Stored items from a collection:
Content starts
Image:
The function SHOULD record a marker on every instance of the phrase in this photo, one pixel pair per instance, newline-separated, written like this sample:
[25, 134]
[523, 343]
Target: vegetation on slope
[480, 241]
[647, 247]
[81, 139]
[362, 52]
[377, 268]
Content ends
- _PROBLEM DETAILS_
Return precisely the lines of the records, starting with the line that holds "The function SHOULD" and ending with the last one.

- _SOLUTION FOR THIS TASK_
The function SHOULD record a marker on every instance of the phrase in this photo, one pixel pair per instance, newline-separated, written like this sample:
[25, 134]
[523, 343]
Target: vegetation on slope
[480, 241]
[647, 247]
[81, 139]
[362, 52]
[377, 268]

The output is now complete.